__AVAILABLE DATA__:
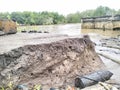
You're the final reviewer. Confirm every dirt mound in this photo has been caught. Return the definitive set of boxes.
[0,36,104,87]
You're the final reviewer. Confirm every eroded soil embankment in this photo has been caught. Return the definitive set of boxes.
[0,36,104,87]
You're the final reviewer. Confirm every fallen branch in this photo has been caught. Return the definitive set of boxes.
[97,52,120,64]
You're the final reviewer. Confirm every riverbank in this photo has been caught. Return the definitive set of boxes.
[0,33,120,89]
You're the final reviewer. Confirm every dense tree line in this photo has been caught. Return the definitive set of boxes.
[0,6,120,25]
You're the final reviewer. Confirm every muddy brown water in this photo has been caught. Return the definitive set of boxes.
[0,23,120,87]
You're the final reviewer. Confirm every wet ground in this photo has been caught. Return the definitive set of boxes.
[0,24,120,89]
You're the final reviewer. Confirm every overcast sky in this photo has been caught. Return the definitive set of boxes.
[0,0,120,15]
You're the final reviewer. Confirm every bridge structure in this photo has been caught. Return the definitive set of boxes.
[81,15,120,30]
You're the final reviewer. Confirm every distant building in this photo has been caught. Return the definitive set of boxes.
[81,15,120,30]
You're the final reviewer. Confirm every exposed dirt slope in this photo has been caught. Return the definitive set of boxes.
[0,36,104,87]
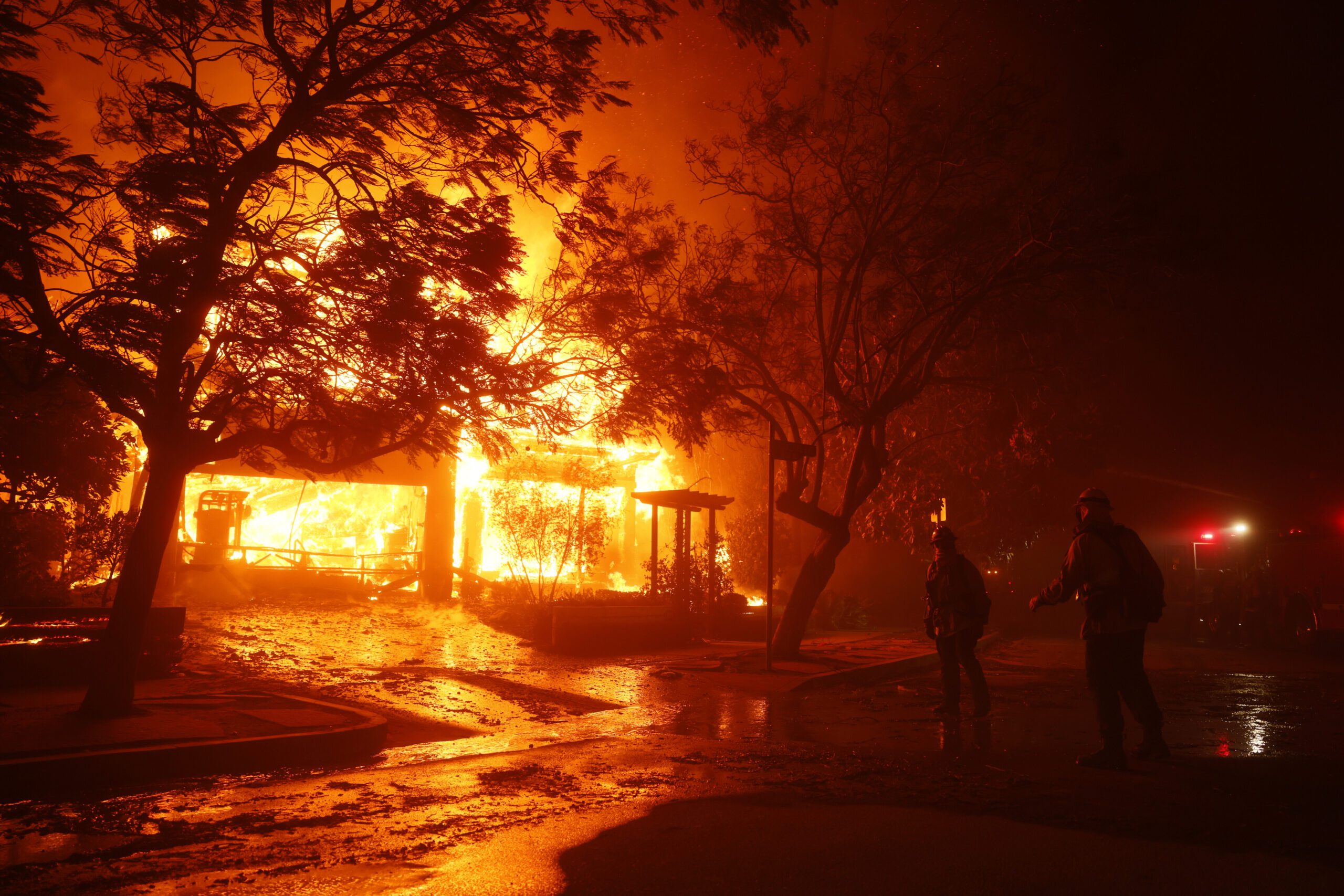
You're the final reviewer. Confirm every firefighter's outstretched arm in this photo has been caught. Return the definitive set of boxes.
[1027,539,1087,613]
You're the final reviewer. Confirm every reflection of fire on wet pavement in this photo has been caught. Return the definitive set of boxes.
[185,596,688,745]
[0,634,1344,893]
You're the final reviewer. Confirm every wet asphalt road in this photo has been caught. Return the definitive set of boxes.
[0,606,1344,893]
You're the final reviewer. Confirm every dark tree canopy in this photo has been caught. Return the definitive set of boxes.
[555,24,1102,653]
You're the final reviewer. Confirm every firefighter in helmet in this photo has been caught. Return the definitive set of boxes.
[1030,489,1171,769]
[925,525,989,718]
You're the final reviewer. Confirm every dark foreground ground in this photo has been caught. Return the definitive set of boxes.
[0,620,1344,894]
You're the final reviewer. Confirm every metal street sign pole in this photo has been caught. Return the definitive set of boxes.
[765,423,774,672]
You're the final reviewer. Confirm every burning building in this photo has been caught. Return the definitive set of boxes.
[165,440,680,600]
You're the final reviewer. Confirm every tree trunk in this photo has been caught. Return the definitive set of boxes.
[79,450,191,718]
[771,525,849,660]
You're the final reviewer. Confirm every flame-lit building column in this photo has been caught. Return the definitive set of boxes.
[421,456,457,600]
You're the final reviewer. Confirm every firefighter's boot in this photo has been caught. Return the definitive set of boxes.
[1078,740,1129,771]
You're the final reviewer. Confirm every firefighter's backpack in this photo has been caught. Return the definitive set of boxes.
[1091,525,1167,622]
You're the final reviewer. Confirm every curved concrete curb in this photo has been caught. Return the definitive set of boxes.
[789,631,1001,690]
[0,696,387,798]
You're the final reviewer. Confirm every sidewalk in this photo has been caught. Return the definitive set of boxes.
[655,631,999,693]
[0,680,387,798]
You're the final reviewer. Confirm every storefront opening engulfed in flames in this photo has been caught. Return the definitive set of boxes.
[177,442,680,599]
[453,444,679,599]
[164,237,704,600]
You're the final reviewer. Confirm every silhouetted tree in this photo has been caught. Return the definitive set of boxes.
[0,0,801,713]
[555,26,1091,656]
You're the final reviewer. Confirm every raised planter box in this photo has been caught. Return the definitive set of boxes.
[550,603,687,651]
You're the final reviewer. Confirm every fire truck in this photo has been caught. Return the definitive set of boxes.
[1266,529,1344,648]
[1160,525,1344,648]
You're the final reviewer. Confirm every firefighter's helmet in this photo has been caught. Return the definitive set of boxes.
[1078,489,1110,511]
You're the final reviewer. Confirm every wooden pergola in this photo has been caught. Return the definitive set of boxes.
[631,489,732,594]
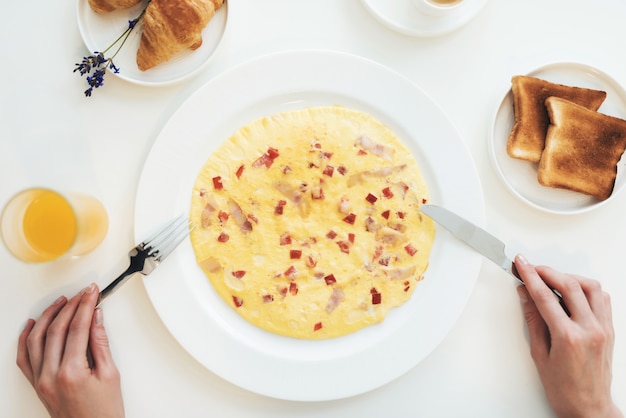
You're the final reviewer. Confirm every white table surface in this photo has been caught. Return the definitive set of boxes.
[0,0,626,418]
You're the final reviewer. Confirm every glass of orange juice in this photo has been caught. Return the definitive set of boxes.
[0,188,109,262]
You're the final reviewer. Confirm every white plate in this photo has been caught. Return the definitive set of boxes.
[489,62,626,214]
[135,51,484,401]
[77,0,228,85]
[361,0,487,37]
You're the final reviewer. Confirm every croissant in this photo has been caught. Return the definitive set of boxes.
[89,0,142,13]
[137,0,224,71]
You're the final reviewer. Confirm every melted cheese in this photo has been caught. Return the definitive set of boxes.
[190,106,434,339]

__WHAT IS EXPECTED__:
Leave out the pictures and transcribe the entries above exactly.

__REPLY TO THE TASK__:
You're the final reviewer. Confirm every dirt mound in this photo has been caught. Return the definitive set of boxes.
[0,36,104,87]
You're the final reviewer. Confirm every eroded soil embankment in this photo has been caught. Return the definitive set of boxes.
[0,36,104,87]
You're the final reviewer. Confirm every fallen branch in this photo has been caught. Return the definitive set of boxes.
[97,52,120,64]
You're the final reviewer. Confirm every riverbank in this photo has been caught. Return the definitive set of boxes.
[0,33,120,89]
You're the final reviewer. Confirm every dense tree line in this photo has been caught. Return the definitive set of boxes.
[0,6,120,25]
You're the final reviewer. Confirm every muddy brown water in this photo has been caught. Return the definitive set of boxes.
[0,23,120,87]
You're the final reviewer. Confirm every wet ground in this photo has been caught. Return the definitive set of boxes.
[0,24,120,89]
You're the final reviewer. Confirm every overcast sky in this photo has been caught. Return the definitive set of boxes.
[0,0,120,15]
You're the final reviewer. Confirm every bridge structure in this photo has been caught. Return the definitive set of boxes.
[81,15,120,30]
You're the final reviewer. Confirm every distant building in this photo has been caught. Return the definitive set of boxes.
[81,15,120,30]
You're the final reviewer. Confirm every exposed dirt slope in this photo has been caught. Return the definitive set of boxes.
[0,36,104,87]
You're the final reviewer. Confirm every firefighter's outstretched arm in this photo has been caught. Return the definitive set of boxes.
[1027,539,1087,613]
You're the final reviewer. Confirm every reflection of fire on wet pavement in this photo has been caught. Return the definitive set of boxes.
[185,596,688,745]
[0,634,1344,893]
You're the final reviewer. Confirm every wet asphalt road in this photo has been caught. Return the definitive set of boxes.
[0,606,1344,893]
You're the final reviewer. Confirm every dark tree canopy in this photo has been caught. Return the definitive set of boxes.
[555,24,1102,653]
You're the final reviewer. Confirm every firefighter in helmet in this photo has been caught. Return the definitive set of boxes.
[1030,489,1171,769]
[925,525,989,718]
You're the final reviewer. Confirm every dark foreground ground in this photo has been caught. Return the definitive set of boxes.
[0,620,1344,894]
You're the final reviewer. Confirm every metal street sign pole in this photo has been caught. Return the definitive set of boxes.
[765,423,774,672]
You're the final reviewer. Confirm every burning building in this photo has been caught. Return the definitive set of boxes.
[165,440,680,600]
You're the final reviewer. Confirm every tree trunk in this photo has been caught. Return the definitive set of boxes.
[79,450,191,718]
[771,525,849,660]
You're the final reviewer. Confirm every flame-lit building column in this photo has been caught. Return the definitive set of boxes.
[421,456,457,600]
You're the final reviewer. Confirm every firefighter's boot in this photo has been caught. Return the definitive set of boxes.
[1078,740,1129,771]
You're the final reviewer. Confirm every firefighter's backpack in this photo has been caught. Return the definitive set of boxes.
[1091,525,1167,622]
You're the final reviewer. Confirm every curved concrete curb in this photo has been caught. Return the definitive set of boxes.
[789,631,1001,690]
[0,696,387,798]
You're the final reviewer. Confirm every sidewalk in this photo has been caught. Return the definitive set of boxes.
[655,631,999,693]
[0,680,387,798]
You're the final reviewer. Confirm every storefront opening engulfed in flames in this photo has been caught. Return the definitive set of boxes.
[177,442,680,599]
[453,444,679,599]
[164,237,704,600]
You're the final reviewer. Confirm every silhouetted tree in this photo has been caught. Return the definitive set of boxes.
[0,0,801,713]
[555,26,1091,656]
You're the final reviewer. Confirm every raised planter box in this photo has been caught. Return the definitive set of boxes.
[550,603,687,651]
You're the final reviewer. Confirm every fire truck in this photo has been caught. Return the definitive set of boxes.
[1266,529,1344,648]
[1160,525,1344,648]
You're the final reviewer. Confirm every firefighter's helmet in this photo has been caught. Return the definitive set of boxes.
[1078,489,1110,511]
You're the final reviewer. Confirm every wooden pergola in this photo has been caught. Return the definitive set of boxes.
[631,489,732,594]
You're the final reviewer. Confirm every white table surface in this photo has been caught. Return the definitive set of boxes.
[0,0,626,418]
You're the final reviewer. Confirm every glass of orange juice in this photo has been caught. Return the definitive set of boxes.
[0,188,109,262]
You're the final reviewer. Confirm every white plate in this photo has been caught. Return the definitive set of boxes.
[489,62,626,214]
[135,51,484,401]
[77,0,228,85]
[361,0,487,37]
You're the final reviewer. Confirm every croissant in this photo has been caught. Return the definitive set of boxes.
[89,0,142,13]
[137,0,224,71]
You're the final reviewer. Confirm every melted cheese in this photo has been caught. Return the definitive set of boxes.
[190,106,434,339]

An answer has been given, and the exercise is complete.